課題 1 → 以下の抜粋を二文で要約すること。

抜粋 →
競馬雑筆
我が馬券哲学
次ぎに較せるのは、自分の馬券哲学である。数年前に書いたものだが、あまり読まれて
ゐないと思ふので再録する事にした。
一、馬券は尚禅機の如し、容易に悟りがたし、たゞ大損せざるを以て、念とすべし。
一、なるべく大なる配当を獲んとする穴買主義と、配当はともかく勝馬を当んとする本
命主義と。
一、堅き本命を取り、不確かなる本命を避け、たしかなる穴を取る。これ名人の域なれ
ども、容易に達しがたし。
一、穴場に三四枚も札がかゝると、もう買ふのが嫌になる穴買主義者あり、これも亦馬
券買ひの邪道。
一、穴場の入口の開くや否や、傍目もふらず本命へ殺到する群集あり、本命主義の邪道
である。他の馬が売れないのに配当金いづれにありやと訊いて見たくなる。甲馬乙馬に
幾何の投票あるゆゑ丙馬を買つて、これを獲得せんとするこそ、馬券買の本意ならずや。

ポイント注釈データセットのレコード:
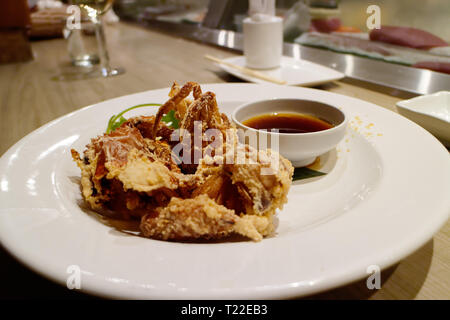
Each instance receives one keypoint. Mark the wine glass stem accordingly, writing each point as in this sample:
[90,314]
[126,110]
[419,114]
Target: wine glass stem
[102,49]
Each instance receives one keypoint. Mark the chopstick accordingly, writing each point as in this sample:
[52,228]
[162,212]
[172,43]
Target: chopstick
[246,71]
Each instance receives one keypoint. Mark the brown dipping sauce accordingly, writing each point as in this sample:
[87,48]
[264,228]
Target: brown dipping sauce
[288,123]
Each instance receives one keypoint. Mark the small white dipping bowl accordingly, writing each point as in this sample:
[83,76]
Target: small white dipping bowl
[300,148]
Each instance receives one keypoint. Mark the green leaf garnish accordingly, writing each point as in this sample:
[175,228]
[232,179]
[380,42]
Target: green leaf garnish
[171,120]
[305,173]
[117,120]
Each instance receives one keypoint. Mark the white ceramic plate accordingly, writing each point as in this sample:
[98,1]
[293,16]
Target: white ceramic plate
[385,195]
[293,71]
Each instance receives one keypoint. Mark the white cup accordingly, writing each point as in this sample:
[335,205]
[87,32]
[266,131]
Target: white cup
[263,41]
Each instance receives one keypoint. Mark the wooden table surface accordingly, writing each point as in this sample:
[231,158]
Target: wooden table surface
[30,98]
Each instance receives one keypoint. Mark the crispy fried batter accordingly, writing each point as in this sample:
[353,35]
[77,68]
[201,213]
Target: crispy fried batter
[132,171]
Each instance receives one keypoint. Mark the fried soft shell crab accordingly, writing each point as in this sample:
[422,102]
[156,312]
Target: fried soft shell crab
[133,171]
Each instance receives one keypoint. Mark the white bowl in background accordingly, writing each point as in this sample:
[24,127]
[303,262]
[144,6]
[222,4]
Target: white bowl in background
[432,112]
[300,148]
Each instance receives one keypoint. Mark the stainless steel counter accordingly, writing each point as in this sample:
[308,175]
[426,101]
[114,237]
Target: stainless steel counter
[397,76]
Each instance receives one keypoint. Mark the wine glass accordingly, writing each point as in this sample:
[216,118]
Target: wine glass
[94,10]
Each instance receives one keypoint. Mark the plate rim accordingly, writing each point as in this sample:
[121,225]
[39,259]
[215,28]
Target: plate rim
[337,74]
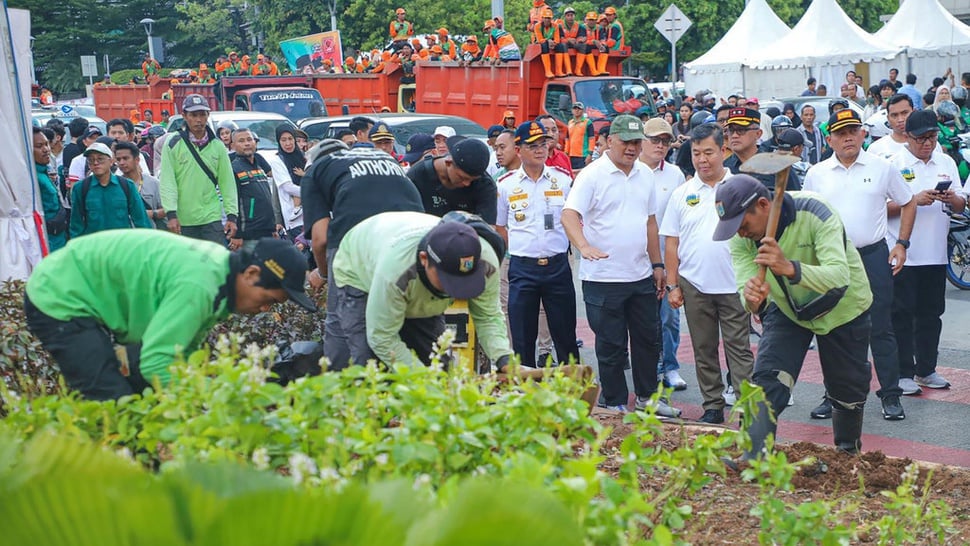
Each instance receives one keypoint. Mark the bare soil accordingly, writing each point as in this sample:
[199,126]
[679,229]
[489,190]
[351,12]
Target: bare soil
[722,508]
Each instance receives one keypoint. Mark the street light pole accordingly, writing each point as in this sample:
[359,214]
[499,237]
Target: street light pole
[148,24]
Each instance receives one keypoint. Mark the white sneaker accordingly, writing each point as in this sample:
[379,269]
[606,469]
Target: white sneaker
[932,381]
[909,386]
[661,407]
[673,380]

* * *

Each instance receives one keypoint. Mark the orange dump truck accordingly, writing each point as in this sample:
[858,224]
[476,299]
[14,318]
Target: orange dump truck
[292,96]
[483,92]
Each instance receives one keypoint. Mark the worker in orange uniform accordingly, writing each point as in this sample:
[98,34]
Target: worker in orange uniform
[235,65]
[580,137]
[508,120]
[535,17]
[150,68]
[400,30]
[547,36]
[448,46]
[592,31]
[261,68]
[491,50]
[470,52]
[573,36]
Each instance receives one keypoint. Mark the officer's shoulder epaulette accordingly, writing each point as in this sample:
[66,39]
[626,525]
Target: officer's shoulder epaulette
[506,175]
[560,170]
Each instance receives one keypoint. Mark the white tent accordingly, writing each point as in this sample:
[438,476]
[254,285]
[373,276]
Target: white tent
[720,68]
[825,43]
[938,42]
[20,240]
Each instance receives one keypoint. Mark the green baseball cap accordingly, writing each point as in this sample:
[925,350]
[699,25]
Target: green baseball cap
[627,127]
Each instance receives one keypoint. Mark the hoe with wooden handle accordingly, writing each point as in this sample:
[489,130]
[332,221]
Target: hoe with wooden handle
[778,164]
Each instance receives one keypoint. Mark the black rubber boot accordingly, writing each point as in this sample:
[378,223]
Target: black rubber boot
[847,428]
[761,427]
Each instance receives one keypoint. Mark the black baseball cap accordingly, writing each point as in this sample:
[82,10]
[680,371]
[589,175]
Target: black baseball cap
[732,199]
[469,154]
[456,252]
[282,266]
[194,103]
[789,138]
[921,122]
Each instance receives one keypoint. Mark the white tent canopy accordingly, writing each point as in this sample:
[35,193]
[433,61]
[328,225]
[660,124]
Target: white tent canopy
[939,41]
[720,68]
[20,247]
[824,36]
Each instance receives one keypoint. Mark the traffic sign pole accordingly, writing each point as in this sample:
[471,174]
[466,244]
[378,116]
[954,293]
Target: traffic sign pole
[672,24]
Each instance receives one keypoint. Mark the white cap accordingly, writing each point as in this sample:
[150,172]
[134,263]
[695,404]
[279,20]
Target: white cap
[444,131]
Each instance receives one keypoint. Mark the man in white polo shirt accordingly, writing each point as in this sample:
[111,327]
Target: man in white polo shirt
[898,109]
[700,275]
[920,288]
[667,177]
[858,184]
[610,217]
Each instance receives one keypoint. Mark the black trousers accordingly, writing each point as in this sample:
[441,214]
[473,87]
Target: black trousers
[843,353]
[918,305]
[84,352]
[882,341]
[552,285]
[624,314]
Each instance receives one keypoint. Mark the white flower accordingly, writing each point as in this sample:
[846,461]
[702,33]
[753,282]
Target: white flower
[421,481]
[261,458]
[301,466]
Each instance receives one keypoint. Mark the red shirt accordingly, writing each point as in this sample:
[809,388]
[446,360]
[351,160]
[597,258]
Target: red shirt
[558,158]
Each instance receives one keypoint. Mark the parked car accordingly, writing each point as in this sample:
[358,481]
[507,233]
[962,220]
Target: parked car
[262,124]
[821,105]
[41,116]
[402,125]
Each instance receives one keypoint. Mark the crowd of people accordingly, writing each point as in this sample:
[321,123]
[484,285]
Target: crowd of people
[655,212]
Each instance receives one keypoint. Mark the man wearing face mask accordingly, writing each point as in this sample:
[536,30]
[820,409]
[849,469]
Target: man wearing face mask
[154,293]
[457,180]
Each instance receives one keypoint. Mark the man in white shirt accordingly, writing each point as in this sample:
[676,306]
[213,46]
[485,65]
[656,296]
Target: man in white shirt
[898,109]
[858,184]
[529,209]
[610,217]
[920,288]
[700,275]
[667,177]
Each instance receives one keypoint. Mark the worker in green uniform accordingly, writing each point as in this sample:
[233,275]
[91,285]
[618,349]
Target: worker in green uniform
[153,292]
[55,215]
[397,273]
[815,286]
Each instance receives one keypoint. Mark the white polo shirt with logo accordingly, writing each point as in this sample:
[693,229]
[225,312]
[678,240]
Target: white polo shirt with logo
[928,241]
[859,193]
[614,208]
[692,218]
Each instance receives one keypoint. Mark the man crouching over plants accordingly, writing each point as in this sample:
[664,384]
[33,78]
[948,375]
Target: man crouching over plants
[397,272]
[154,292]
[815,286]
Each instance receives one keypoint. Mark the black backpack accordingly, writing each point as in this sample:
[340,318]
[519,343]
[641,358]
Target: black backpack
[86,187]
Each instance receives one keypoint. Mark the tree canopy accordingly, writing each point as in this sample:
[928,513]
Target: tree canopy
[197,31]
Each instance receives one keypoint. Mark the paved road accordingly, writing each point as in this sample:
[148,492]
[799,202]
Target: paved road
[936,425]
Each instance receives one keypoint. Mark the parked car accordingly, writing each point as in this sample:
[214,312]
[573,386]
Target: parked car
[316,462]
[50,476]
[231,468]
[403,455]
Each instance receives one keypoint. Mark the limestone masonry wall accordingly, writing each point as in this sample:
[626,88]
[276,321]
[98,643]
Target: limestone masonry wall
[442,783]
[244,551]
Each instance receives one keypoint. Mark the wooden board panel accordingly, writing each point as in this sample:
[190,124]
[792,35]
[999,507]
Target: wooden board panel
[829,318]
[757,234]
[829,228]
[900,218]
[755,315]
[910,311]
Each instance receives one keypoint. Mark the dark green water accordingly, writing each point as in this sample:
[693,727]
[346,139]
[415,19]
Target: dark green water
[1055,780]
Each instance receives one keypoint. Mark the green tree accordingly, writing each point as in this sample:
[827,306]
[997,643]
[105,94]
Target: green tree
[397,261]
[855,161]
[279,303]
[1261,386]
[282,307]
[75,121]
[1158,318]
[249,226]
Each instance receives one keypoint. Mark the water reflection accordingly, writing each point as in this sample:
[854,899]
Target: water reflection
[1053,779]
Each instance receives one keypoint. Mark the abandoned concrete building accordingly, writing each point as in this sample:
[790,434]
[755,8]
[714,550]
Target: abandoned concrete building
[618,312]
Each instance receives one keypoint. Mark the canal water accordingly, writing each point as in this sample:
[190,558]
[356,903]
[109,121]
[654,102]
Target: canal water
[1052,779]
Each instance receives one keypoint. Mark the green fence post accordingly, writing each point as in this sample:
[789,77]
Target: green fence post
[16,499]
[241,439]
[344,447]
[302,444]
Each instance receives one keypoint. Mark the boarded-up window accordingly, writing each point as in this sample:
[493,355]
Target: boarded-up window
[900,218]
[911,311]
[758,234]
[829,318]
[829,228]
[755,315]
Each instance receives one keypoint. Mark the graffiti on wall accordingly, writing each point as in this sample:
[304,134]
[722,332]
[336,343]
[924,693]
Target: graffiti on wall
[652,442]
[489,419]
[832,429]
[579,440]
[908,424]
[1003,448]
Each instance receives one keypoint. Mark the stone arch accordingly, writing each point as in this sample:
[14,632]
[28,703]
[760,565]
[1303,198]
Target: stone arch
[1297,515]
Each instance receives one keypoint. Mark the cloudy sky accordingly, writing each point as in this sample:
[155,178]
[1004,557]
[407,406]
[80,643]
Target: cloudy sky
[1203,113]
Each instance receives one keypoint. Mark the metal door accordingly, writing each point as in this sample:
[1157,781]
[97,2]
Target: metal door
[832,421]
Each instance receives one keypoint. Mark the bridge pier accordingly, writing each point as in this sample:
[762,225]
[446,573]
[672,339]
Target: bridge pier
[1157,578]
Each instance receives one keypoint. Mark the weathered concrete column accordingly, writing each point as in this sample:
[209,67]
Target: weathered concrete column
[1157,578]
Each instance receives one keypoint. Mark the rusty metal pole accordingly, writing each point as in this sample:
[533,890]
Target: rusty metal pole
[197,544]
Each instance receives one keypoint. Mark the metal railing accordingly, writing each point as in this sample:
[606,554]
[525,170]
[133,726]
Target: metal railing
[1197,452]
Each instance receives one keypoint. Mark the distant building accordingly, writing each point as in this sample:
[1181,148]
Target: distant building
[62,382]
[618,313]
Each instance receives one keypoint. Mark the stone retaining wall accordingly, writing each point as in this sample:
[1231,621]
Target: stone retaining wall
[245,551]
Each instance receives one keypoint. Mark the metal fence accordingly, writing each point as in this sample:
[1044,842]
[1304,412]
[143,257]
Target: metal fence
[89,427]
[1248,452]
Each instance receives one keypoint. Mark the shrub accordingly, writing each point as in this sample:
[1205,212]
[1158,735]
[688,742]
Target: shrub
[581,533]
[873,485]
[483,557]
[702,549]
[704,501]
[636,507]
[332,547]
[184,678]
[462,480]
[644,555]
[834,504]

課題 2 → レコードの中から「masonry」という語を含む行をすべて抜き出してください。

回答 1 → 数年前に書かれた馬券哲学を再録したもので、馬券は禅機のように悟りがたく、大損しないことを心がけるべきだと説いている。穴買主義と本命主義を挙げ、堅い本命と確かな穴を取るのは名人の域だとしたうえで、札が三四枚かかるだけで買う気をなくす穴買主義者と、本命へ殺到する群集をどちらも邪道としている。

回答 2 →
Each instance receives one keypoint. Mark the limestone masonry wall accordingly, writing each point as in this sample:
Target: limestone masonry wall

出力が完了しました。